## Task objective
Reproduce word for word the lines between the one holding "--target painting in arched frame" and the one holding "POLYGON ((79 84, 64", inclusive.

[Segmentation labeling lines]
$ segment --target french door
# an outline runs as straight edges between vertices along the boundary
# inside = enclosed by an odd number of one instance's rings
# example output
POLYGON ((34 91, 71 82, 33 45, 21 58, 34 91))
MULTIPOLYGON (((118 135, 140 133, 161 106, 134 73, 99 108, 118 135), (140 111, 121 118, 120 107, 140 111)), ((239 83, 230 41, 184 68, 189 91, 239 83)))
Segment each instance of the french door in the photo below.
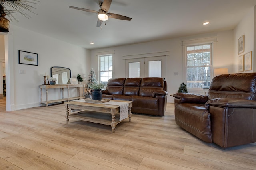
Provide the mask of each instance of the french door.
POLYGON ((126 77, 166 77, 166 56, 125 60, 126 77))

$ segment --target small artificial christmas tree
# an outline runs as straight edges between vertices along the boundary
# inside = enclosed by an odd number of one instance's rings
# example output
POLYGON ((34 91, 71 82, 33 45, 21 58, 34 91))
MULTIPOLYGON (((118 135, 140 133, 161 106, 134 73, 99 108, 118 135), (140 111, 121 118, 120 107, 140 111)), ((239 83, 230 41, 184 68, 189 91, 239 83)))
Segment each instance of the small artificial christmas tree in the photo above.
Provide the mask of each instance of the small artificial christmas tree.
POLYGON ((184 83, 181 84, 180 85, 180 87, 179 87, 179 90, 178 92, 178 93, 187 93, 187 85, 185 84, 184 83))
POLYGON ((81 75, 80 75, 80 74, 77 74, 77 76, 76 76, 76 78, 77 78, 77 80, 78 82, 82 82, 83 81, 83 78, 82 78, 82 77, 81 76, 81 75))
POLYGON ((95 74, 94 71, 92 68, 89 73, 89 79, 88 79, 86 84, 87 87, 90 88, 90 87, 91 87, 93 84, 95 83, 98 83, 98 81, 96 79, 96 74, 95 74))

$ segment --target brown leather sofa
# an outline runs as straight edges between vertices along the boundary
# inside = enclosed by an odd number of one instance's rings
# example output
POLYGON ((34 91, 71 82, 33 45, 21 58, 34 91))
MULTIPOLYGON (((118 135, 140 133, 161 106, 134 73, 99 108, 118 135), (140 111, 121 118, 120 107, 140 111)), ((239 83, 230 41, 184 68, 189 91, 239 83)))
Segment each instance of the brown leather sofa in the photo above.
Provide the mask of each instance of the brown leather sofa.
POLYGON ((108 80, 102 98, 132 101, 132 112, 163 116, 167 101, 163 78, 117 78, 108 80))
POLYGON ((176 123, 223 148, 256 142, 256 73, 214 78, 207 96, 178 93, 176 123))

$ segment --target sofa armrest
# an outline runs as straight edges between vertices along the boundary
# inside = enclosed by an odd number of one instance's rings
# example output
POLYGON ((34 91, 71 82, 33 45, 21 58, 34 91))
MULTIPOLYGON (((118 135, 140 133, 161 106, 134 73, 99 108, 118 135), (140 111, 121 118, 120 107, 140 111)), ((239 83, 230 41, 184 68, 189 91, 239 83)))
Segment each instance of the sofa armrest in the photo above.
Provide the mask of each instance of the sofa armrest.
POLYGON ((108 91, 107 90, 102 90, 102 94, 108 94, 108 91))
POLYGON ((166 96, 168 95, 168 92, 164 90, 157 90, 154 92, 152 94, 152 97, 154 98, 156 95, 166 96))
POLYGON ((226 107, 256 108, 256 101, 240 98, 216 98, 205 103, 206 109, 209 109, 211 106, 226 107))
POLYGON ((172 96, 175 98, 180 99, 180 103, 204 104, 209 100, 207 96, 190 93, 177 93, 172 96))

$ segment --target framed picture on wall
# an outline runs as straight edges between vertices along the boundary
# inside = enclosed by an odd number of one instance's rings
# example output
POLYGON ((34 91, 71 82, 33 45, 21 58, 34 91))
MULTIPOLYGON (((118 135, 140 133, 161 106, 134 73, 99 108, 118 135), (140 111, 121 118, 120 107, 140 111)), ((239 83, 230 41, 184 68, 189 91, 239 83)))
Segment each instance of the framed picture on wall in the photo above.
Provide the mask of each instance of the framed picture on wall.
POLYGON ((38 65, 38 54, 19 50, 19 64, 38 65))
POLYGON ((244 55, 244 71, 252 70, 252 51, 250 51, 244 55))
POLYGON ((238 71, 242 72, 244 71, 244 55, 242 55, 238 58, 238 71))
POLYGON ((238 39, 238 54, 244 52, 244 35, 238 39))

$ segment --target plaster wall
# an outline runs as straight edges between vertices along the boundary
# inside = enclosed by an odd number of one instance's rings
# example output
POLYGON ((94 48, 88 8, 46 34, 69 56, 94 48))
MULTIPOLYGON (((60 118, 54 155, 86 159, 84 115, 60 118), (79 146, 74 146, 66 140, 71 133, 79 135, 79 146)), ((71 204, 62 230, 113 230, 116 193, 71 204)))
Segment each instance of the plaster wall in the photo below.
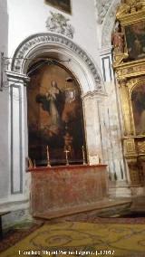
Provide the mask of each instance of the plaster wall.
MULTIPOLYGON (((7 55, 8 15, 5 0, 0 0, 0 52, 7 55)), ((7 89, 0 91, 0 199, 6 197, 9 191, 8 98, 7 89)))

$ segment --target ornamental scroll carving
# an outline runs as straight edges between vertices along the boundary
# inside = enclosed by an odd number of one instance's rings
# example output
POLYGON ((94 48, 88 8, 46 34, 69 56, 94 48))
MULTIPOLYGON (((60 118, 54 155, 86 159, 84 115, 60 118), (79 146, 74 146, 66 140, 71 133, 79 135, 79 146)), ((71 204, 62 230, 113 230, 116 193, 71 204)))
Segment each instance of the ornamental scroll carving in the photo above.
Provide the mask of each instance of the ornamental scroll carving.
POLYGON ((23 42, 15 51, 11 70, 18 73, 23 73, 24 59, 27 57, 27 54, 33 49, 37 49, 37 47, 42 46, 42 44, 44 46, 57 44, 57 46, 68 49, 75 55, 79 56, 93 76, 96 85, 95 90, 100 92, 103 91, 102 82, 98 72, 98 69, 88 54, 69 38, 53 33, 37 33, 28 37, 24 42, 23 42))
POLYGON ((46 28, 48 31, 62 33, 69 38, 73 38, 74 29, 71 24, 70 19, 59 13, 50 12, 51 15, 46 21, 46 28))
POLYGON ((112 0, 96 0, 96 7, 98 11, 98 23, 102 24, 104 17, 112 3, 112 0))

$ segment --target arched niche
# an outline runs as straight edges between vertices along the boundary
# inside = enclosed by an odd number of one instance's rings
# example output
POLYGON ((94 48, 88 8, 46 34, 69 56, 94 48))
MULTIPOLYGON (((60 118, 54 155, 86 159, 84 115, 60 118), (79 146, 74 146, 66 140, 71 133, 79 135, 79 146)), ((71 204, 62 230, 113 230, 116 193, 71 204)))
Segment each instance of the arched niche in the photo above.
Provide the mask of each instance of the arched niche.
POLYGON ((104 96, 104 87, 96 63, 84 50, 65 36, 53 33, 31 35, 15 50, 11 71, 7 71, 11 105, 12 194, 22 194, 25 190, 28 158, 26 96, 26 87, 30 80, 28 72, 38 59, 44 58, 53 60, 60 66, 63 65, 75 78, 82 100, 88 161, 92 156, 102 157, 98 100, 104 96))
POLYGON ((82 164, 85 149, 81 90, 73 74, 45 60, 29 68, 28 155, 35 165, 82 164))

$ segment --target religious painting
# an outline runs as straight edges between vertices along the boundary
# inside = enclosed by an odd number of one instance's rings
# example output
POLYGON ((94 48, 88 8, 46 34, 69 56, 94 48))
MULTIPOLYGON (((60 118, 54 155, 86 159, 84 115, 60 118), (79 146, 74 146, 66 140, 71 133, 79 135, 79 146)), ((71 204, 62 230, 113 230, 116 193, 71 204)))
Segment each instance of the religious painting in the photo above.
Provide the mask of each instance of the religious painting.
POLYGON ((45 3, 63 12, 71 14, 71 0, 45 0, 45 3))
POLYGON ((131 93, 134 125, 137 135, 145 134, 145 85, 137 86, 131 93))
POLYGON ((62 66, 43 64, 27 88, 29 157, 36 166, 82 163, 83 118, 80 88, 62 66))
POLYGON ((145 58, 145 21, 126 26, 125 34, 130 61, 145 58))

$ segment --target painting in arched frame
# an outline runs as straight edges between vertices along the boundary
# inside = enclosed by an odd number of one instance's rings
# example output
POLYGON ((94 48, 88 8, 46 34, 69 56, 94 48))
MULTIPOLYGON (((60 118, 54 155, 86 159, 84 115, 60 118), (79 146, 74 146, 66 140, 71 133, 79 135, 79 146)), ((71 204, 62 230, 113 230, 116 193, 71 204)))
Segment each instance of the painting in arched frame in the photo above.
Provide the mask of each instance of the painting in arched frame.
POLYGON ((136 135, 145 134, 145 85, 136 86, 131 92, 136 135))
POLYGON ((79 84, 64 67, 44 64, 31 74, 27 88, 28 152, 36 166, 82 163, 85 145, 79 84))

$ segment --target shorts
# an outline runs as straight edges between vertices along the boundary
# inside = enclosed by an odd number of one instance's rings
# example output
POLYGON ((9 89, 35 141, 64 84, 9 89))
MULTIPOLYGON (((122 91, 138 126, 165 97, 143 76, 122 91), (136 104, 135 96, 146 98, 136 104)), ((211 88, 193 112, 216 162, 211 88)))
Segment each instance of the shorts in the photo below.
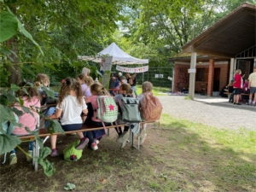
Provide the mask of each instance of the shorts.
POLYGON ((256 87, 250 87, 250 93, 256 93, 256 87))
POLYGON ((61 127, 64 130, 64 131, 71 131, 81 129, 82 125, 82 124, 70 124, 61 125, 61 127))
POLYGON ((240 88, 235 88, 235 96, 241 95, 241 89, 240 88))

## Solved problem
$ segment --target painting in arched frame
# an outline runs as straight edges between vertices along the boundary
# inside = enclosed by an odd number of one instance's rings
# example output
POLYGON ((94 48, 88 8, 46 34, 69 56, 94 48))
MULTIPOLYGON (((60 118, 54 155, 86 159, 84 115, 60 118), (79 146, 74 146, 66 140, 71 133, 79 135, 79 146)), ((71 204, 62 230, 113 230, 116 193, 71 204)))
Segment each instance of the painting in arched frame in the photo above.
Provide the mask of each instance of the painting in arched frame.
POLYGON ((136 135, 145 134, 145 85, 136 86, 131 92, 136 135))
POLYGON ((79 84, 64 67, 44 64, 31 74, 27 88, 28 152, 36 166, 82 163, 85 145, 79 84))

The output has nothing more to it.